[Task goal]:
Your job is to report every line of the entries that has "leather".

● ● ● ● ●

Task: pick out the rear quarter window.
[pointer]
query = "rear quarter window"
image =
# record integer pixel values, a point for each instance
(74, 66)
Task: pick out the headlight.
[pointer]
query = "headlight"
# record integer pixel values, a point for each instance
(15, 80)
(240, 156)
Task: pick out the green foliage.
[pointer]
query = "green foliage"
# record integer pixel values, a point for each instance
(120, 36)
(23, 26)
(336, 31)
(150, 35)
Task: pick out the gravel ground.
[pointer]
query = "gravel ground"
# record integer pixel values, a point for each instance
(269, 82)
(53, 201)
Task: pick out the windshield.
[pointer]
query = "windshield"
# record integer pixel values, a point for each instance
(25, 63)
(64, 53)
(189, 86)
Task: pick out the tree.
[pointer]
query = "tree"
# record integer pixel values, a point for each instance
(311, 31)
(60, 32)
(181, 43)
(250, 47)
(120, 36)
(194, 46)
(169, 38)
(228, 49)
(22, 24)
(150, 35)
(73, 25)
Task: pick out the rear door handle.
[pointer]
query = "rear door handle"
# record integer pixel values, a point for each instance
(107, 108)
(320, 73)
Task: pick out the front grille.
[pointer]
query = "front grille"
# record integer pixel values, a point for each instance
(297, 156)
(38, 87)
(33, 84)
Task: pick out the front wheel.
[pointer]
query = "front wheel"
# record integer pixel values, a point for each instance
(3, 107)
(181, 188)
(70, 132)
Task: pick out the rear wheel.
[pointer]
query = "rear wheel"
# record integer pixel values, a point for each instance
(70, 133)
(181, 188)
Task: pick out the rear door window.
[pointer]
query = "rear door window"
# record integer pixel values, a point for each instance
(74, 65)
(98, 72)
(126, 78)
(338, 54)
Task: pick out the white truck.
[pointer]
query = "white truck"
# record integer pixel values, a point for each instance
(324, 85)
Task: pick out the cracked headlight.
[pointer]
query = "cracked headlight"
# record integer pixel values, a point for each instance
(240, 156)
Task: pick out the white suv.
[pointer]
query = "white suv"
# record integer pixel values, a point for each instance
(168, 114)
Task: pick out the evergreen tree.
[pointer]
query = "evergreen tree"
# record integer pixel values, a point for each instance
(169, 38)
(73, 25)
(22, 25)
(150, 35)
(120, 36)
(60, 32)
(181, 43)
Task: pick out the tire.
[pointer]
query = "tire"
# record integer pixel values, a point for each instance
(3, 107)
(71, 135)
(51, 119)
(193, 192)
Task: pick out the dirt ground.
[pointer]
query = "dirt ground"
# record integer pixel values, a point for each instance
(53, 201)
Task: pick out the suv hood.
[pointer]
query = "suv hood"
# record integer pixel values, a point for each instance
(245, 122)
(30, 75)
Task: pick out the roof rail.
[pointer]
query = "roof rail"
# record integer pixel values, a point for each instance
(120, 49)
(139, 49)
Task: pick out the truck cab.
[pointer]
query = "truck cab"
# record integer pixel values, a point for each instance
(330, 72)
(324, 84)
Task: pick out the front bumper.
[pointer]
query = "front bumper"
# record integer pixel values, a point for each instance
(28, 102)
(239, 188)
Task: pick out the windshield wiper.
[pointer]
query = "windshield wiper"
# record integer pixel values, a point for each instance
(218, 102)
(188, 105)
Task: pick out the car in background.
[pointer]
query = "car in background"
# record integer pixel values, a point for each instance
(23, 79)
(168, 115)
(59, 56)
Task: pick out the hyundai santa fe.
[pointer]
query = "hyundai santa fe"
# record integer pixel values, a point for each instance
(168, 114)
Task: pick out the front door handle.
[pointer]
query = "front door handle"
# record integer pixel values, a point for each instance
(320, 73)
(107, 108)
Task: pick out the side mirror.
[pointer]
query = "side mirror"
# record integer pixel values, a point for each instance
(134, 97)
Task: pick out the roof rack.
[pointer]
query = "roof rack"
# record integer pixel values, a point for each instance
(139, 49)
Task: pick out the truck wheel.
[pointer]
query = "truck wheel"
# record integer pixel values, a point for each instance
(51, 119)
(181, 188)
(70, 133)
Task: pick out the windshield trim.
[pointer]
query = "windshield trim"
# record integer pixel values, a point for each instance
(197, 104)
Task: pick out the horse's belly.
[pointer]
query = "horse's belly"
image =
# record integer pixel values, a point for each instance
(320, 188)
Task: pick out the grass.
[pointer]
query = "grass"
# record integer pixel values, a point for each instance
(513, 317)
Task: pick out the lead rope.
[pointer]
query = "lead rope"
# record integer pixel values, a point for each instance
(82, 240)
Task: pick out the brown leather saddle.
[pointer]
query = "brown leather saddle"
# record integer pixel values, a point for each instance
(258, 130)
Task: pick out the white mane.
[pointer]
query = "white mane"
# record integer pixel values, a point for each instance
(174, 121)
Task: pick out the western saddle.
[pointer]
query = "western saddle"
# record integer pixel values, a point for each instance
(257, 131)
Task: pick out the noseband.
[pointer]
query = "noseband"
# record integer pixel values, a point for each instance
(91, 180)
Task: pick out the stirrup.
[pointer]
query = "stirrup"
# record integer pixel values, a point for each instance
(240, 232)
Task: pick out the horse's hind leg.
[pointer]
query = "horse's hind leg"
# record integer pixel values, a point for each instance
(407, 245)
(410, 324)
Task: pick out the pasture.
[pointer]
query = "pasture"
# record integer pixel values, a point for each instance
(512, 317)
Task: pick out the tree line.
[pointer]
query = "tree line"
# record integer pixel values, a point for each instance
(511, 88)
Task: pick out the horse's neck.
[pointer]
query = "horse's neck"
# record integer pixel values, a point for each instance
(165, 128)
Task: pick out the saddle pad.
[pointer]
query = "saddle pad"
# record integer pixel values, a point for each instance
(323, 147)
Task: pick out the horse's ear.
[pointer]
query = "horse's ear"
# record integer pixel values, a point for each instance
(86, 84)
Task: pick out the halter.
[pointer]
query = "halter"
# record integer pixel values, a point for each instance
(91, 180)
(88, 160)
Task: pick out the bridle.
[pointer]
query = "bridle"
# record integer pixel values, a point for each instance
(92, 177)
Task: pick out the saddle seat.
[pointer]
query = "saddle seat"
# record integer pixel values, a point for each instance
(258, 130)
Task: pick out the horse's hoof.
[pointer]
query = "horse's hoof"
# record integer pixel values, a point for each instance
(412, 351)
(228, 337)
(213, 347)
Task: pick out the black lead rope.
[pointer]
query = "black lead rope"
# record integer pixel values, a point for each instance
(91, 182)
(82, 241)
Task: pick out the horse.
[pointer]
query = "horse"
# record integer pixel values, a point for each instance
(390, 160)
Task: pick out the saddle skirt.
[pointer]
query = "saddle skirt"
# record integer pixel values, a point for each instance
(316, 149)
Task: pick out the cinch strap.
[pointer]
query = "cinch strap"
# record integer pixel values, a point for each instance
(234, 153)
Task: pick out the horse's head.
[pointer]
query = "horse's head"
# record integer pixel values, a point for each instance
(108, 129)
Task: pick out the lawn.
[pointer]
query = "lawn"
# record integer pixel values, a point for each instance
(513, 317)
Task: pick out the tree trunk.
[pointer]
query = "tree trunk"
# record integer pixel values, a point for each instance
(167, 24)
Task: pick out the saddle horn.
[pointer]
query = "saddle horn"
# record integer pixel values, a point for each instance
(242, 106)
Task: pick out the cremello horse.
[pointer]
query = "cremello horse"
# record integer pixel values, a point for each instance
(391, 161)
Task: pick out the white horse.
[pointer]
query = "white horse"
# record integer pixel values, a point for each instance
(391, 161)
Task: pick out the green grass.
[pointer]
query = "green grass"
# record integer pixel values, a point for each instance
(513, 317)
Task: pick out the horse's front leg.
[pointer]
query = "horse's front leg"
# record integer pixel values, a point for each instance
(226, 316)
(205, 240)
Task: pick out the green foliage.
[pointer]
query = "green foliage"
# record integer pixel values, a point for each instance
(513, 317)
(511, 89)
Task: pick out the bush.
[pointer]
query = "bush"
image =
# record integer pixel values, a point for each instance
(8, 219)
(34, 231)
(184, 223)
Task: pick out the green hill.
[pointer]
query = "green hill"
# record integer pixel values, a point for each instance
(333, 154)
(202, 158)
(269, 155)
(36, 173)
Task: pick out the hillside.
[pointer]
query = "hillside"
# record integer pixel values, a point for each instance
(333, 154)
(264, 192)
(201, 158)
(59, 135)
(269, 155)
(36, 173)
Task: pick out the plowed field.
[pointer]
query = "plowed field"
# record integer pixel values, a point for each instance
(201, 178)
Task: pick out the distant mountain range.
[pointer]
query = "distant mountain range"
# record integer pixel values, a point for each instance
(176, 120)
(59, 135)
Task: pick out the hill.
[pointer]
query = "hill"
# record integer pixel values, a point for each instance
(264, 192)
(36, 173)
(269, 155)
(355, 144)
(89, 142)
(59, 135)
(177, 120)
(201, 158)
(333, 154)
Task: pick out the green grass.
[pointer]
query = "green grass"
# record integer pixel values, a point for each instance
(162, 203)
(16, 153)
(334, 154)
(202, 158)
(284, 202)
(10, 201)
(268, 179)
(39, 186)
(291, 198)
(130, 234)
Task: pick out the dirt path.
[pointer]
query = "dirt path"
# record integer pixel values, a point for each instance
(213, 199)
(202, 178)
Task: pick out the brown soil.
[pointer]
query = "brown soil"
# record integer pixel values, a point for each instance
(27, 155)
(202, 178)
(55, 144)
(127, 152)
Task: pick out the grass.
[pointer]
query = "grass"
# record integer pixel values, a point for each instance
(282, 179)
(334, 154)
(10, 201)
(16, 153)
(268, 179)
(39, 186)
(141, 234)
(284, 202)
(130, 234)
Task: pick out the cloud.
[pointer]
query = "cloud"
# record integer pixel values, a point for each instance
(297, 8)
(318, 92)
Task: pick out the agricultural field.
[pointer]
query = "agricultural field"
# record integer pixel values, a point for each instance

● ● ● ● ●

[Exercise response]:
Task: pick out the brown leather saddle.
query = "brown leather saddle"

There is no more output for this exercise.